Ein entscheidender Vorteil inhabergeführter Läden liegt in ihrer Flexibilität und Individualität. Sie sind nicht auf zentrale Listungen beschränkt, sondern können gezielt Erzeugerinnen und Erzeuger aus ihrer Region und mit der passenden Philosophie einbinden.
Dies geschieht nicht nur über den direkten Warenbezug, sondern auch durch transparente Ladengestaltung, Verkostungen und natürlich gute Kommunikation. So heben sie sich gezielt vom Standard ab. Gleichzeitig profitieren Erzeugende und Verarbeitende von verlässlichen Absatzpartnerinnen und -partnern, die ideal zu ihnen passen. Diese Zusammenarbeit lässt sich lokal und regional kommunizieren. Besonders inhabergeführte Läden haben hier einen Vorteil: Sie können ihre Kundschaft direkt vor Ort mit gezielten Maßnahmen erreichen – sei es durch Berichterstattung in der lokalen Presse, aufmerksamkeitsstarke Plakate oder ansprechende Social-Media-Posts. Die räumliche Nähe ist dabei zentral!
Oekolandbau.de: Stichpunkt Nähe – Welche Rolle spielen regional erzeugte Bio-Lebensmittel für die Ladnerinnen und Ladner dabei?
Gottfried Willmann: Eine sehr, sehr große, wenn nicht sogar die größte. Durch Bio-Produkte aus der direkten Umgebung können sich Ladnerinnen und Ladner als vertrauenswürdiger Anbieter profilieren. Und damit die Kundenbindung stärken! So schaffen eine authentische, transparente Herkunftskennzeichnung – von Hof XY aus dem Nachbardorf – und Storytelling über Produzierende eine hohe Glaubwürdigkeit und einen starken Wiedererkennungswert und heben den Laden von anderen Märkten ab. Durch konsequente Nachhaltigkeit als Markenkern wird der Markt als umweltbewusste Einkaufsquelle wahrgenommen. Kurze Transportwege, Mehrwegsysteme und die Vermeidung von Lebensmittelverschwendung sprechen nachhaltig denkende Kundinnen und Kunden an.
Die enge Zusammenarbeit mit Bio-Erzeugerinnen und -Erzeugern sorgt für Exklusivität; Hofführungen und Verkostungen stärken die Verbindung zwischen Kundschaft und Produzierenden.

▸ DATENSÄTZE:
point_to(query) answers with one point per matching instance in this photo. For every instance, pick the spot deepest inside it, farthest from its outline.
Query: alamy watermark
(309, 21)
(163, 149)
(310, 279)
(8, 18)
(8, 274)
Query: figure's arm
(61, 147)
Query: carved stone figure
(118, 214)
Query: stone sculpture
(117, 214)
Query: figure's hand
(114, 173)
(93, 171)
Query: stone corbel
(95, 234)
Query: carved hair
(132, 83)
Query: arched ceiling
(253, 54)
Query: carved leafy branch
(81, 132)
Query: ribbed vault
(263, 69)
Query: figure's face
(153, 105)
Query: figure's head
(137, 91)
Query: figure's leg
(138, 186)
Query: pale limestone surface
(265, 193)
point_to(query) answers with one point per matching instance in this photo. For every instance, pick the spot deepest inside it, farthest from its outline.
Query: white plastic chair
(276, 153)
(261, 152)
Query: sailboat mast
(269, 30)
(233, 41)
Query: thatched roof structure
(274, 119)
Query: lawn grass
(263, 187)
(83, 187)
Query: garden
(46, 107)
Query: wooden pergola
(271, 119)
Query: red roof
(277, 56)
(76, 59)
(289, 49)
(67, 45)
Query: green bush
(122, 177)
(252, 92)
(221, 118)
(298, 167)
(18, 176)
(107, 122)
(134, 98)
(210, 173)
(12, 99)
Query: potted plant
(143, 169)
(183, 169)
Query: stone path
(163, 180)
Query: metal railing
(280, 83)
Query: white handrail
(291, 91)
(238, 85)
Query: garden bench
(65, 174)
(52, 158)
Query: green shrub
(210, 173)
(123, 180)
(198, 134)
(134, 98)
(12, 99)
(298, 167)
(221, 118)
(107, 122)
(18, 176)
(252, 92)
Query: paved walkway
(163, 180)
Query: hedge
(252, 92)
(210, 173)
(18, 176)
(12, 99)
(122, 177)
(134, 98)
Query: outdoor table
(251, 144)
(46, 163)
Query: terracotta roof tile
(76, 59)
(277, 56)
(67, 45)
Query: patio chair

▸ AUFGABEN:
1. Beantworte die folgenden Fragen zum Text über inhabergeführte Bio-Läden.
(a) Über welche drei Wege können inhabergeführte Läden ihre Kundschaft direkt vor Ort erreichen?
(b) Wie groß ist laut Gottfried Willmann die Rolle regional erzeugter Bio-Lebensmittel für die Ladnerinnen und Ladner?
(c) Was stärkt laut Text die Verbindung zwischen Kundschaft und Produzierenden?
2. Schreibe aus dem Text über inhabergeführte Bio-Läden einen Abschnitt wortgetreu ab: Beginne bei den Worten „Ein entscheidender Vorteil“ und höre nach den Worten „passenden Philosophie einbinden.“ auf.
Die Datensätze werden für die Bearbeitung nicht gebraucht.

▸ LÖSUNGEN JE AUFGABE:
1.
(a) Durch Berichterstattung in der lokalen Presse, aufmerksamkeitsstarke Plakate oder ansprechende Social-Media-Posts.
(b) Eine sehr, sehr große, wenn nicht sogar die größte.
(c) Hofführungen und Verkostungen.

2.
Ein entscheidender Vorteil inhabergeführter Läden liegt in ihrer Flexibilität und Individualität. Sie sind nicht auf zentrale Listungen beschränkt, sondern können gezielt Erzeugerinnen und Erzeuger aus ihrer Region und mit der passenden Philosophie einbinden.